What to produce:
Which lines of the data below contain the string "grill"? Extract each one and list them all.
[START Supplied data]
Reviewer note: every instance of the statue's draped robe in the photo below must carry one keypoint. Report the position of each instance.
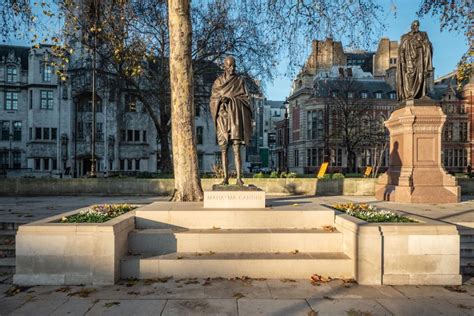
(233, 120)
(414, 64)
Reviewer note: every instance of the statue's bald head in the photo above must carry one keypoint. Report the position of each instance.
(229, 65)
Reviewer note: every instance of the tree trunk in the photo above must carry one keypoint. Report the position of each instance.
(186, 171)
(166, 165)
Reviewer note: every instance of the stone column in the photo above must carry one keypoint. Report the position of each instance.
(415, 173)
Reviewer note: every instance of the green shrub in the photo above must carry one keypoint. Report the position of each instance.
(371, 214)
(288, 175)
(354, 175)
(98, 213)
(337, 175)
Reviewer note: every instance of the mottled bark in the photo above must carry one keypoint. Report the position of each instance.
(186, 171)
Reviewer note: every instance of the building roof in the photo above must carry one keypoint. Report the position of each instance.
(323, 87)
(443, 84)
(275, 104)
(19, 51)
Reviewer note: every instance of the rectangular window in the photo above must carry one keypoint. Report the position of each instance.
(11, 100)
(4, 160)
(16, 160)
(80, 131)
(45, 133)
(131, 103)
(199, 134)
(463, 131)
(198, 110)
(46, 97)
(17, 131)
(37, 164)
(38, 133)
(448, 131)
(46, 72)
(12, 74)
(5, 130)
(99, 132)
(296, 158)
(98, 106)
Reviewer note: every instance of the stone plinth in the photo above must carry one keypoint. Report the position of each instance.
(234, 199)
(415, 173)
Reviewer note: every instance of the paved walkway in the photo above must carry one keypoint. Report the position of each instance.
(232, 297)
(26, 209)
(238, 297)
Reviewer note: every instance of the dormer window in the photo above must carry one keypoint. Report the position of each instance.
(12, 74)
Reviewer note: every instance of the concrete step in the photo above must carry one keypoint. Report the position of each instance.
(7, 237)
(464, 237)
(467, 266)
(467, 250)
(7, 251)
(228, 218)
(12, 225)
(163, 241)
(229, 265)
(8, 262)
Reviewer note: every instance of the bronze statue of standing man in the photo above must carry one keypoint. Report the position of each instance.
(232, 115)
(414, 65)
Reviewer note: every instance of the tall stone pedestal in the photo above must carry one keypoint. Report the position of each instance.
(415, 173)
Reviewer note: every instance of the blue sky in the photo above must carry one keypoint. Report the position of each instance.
(448, 47)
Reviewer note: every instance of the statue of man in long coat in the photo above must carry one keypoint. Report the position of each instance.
(232, 115)
(414, 64)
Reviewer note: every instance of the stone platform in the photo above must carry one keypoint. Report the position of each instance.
(416, 173)
(287, 239)
(232, 196)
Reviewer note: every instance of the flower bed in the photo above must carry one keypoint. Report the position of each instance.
(98, 213)
(371, 214)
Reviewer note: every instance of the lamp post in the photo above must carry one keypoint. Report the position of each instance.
(10, 156)
(94, 51)
(286, 135)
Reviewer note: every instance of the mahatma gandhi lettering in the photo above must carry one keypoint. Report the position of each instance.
(234, 197)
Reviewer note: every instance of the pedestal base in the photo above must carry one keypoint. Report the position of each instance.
(415, 173)
(234, 199)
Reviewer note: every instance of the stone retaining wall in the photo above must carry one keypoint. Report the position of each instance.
(132, 186)
(424, 253)
(53, 253)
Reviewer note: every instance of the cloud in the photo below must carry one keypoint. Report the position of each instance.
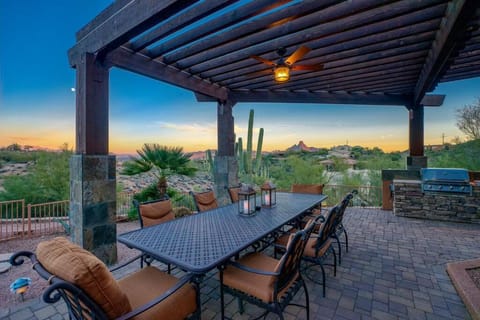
(191, 128)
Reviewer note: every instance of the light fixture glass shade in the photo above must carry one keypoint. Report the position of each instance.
(247, 201)
(282, 73)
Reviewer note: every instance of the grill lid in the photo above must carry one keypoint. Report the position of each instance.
(445, 175)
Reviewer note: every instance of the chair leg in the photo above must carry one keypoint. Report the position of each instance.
(323, 278)
(346, 238)
(307, 305)
(240, 305)
(339, 245)
(222, 299)
(334, 262)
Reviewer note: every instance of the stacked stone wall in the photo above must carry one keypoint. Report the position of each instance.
(410, 201)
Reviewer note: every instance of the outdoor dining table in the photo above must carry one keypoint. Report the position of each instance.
(200, 242)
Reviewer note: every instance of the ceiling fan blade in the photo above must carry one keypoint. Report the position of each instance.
(267, 62)
(297, 55)
(313, 67)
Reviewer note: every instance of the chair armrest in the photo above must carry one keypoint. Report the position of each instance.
(252, 270)
(127, 262)
(181, 282)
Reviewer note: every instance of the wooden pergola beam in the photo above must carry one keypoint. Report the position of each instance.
(136, 62)
(121, 22)
(313, 97)
(451, 31)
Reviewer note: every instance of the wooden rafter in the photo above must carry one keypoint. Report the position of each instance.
(458, 13)
(141, 64)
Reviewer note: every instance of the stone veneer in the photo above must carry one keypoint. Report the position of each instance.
(225, 175)
(410, 201)
(93, 205)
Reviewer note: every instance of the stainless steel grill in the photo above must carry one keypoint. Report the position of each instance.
(445, 180)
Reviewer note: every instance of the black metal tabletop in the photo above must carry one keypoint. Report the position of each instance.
(201, 242)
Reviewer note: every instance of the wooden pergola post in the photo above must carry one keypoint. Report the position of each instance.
(226, 166)
(416, 158)
(92, 170)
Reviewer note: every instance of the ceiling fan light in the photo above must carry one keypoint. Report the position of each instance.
(282, 73)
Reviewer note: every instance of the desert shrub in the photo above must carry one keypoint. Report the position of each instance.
(48, 180)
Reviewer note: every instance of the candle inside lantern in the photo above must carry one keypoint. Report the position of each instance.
(267, 199)
(245, 206)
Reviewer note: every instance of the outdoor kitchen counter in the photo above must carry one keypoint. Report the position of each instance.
(410, 201)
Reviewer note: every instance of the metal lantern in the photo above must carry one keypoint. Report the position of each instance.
(247, 201)
(269, 194)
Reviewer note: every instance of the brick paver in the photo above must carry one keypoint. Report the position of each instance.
(395, 269)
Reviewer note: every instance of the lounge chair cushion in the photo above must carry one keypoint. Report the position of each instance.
(76, 265)
(257, 285)
(156, 212)
(150, 283)
(206, 200)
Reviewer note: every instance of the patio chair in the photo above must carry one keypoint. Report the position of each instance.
(338, 227)
(204, 200)
(151, 213)
(265, 281)
(233, 193)
(154, 212)
(318, 247)
(310, 189)
(91, 292)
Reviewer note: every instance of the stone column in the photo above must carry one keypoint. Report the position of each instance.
(416, 159)
(92, 170)
(93, 205)
(226, 166)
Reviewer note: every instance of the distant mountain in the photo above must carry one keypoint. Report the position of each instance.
(301, 146)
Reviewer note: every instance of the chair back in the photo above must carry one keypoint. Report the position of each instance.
(154, 212)
(289, 266)
(308, 188)
(233, 193)
(205, 200)
(326, 228)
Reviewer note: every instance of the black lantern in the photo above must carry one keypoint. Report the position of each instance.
(269, 194)
(246, 201)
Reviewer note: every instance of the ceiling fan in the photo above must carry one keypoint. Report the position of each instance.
(282, 67)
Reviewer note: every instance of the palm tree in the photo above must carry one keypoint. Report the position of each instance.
(162, 161)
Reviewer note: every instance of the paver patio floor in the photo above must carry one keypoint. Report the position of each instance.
(395, 269)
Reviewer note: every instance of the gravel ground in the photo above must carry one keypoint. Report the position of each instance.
(8, 299)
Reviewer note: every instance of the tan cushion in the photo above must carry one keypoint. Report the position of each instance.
(260, 286)
(206, 200)
(156, 212)
(307, 188)
(80, 267)
(310, 248)
(149, 283)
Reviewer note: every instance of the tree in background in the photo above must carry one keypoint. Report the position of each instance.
(468, 120)
(162, 161)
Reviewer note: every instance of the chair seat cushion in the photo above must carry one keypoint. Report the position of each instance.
(310, 247)
(260, 286)
(76, 265)
(156, 212)
(149, 283)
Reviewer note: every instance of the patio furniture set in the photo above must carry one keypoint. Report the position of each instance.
(214, 238)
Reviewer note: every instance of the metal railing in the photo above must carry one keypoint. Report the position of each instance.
(20, 221)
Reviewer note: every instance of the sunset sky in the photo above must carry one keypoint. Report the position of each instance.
(37, 105)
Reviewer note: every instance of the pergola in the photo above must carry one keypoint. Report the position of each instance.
(372, 52)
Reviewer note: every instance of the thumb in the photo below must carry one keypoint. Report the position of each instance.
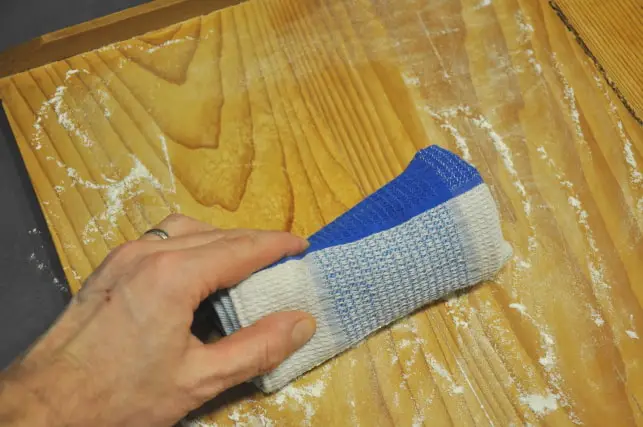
[END Supplied data]
Solution to the problem:
Reviewer note: every instance of the grill lid in the photo above must carry one keypoint. Report the position of each instance.
Reviewer note: every instance of the stainless steel grill in the photo above must carry one keypoint. Report the position of each instance.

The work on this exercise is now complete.